====== PAGE EXTRACT ======

# Basement flooded twice this month



## vinny186 (Oct 17, 2016)

This whole thing is very odd. 

First, the basement flooded two days before I (buyer) closed on the place. The carpet and portions of drywall were removed and a new 1/2hp pump was installed by the real estate agents husband. It hasn't rained much these past few weeks although this past Saturday into Sunday morning it rained and I entered my basement Sunday afternoon to find it had flooded again. The water was at the top of the pit and the new Everbilt pump was warm and making a buzzing sound but no longer pumping. 

So today I had a handyman who I've used before come over and we attached a hose to a submersible and pumped water out of the pit for about a HALF HOUR STRAIGHT! When we finally got down to the two inlet pipes we could see water was coming in at a good rate even though it hadn't rained in over 24 hours.

Next, we dug down and removed enough pea gravel to get the bottom of the pit to sit about 3-4" below the inlet drains.

Remember it took a half hour to remove the water from a roughly 4 foot deep pit. The new pump was installed and tested and everything looked fine. We were waiting for the pump to start running like crazy considering how much water was flowing into it before but once the water level rose up to slightly above the part of the pump where the discharge pipe attaches, the water just stopped rising!

Does this make sense to anybody. Sorry it was so long winded.


----------



## inspectorD (Oct 17, 2016)

Could be a broken water line in your yard, or a spring that just decided to reroute itself... I would look at the water line issue first.

====== DATA EXCERPT ======

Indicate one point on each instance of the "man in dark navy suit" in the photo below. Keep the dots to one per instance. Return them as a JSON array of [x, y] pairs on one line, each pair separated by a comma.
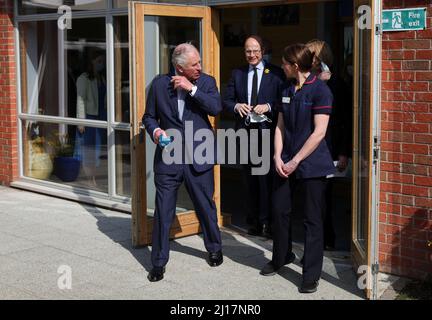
[[174, 100], [252, 95]]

======

## TO-DO LIST
(a) In the basement flooding thread, what possible cause does inspectorD recommend looking into first?
(b) Write the next part of the basement flooding thread, picking up after its final post.
The material has no connection to the basement flooding thread.

## ANSWERS BELOW
(a) A broken water line in the yard.

(b)
If you have a well, the pump will be running, if it is town water the meter will be moving....
Other than that, check outside for gutter and downspout issues.. get the water away from the house.
Let us know what you find...


----------



## bud16415 (Oct 18, 2016)

Sounds like you have a high water table and during a storm it comes up quickly. If it is running in at a rate the sump pump can just handle the pump will be forced to run nonstop.  Most of these pumps have a duty cycle that is something less than continuous. The reason the pump stopped working is most likely it overheated from exceeding the duty cycle and not being off long enough to cool down before being asked to start up again. 

The suggestions to try and keep the water away from the house are a good starting point. Then if there is any drop to your land where you could let gravity help with the water thru drain pipes would help. 

When your pump takes the water out how far from the house is the discharge?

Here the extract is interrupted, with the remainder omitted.